Data extracted from a collection:
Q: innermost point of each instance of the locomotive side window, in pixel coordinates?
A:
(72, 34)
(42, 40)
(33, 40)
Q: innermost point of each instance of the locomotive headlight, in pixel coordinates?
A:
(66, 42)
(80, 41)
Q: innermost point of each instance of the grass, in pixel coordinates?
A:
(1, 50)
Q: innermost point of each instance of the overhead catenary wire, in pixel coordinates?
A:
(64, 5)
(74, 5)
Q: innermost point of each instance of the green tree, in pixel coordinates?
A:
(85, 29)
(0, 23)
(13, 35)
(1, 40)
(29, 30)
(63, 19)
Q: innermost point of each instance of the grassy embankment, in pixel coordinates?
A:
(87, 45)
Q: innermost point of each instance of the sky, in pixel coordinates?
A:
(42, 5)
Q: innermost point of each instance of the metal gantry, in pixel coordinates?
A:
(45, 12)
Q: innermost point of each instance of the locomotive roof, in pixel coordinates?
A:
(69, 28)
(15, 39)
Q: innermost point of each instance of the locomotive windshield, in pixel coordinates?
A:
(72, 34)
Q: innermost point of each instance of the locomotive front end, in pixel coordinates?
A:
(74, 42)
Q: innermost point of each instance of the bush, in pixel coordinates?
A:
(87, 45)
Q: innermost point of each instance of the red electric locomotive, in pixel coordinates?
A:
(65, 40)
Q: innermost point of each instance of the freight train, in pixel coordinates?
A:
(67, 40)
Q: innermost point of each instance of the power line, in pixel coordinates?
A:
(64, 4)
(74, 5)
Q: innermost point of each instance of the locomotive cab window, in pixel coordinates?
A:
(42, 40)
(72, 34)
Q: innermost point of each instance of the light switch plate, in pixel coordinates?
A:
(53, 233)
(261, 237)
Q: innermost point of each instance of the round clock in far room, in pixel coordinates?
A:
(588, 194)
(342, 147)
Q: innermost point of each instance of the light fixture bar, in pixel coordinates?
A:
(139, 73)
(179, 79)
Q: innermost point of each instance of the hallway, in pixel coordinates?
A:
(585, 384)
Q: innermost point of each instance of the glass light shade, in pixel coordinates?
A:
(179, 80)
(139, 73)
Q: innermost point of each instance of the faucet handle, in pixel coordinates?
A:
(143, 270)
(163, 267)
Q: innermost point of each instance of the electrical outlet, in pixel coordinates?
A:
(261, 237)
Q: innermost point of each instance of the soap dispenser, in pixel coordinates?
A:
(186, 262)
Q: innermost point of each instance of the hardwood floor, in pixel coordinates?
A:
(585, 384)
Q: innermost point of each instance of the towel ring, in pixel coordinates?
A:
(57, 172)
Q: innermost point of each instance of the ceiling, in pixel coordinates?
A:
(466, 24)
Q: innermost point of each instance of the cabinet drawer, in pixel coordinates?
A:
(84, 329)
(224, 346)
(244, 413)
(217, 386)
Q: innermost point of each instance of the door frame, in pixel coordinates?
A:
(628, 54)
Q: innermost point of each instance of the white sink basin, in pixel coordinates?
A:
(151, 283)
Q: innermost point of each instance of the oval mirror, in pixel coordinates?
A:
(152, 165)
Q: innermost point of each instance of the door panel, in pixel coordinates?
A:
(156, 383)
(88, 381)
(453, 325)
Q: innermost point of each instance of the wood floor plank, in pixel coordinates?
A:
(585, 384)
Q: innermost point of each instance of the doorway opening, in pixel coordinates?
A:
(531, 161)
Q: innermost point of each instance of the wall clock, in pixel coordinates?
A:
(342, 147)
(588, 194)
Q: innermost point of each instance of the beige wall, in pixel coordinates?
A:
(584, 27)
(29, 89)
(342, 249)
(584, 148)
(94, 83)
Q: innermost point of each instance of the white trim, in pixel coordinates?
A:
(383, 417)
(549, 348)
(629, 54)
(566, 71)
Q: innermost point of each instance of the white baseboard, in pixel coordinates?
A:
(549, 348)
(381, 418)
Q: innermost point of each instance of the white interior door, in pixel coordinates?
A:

# Task statement
Task for the records above: copy every line in which the word "white" occurs.

# Response to the task
Q: innermost point of each instance of the white sink basin, in pixel coordinates?
Q: innermost point of each instance of the white trim, in pixel coordinates?
Q: innermost point of each instance of the white baseboard, in pixel coordinates?
Q: innermost point of each instance of the white interior door, in pixel coordinates?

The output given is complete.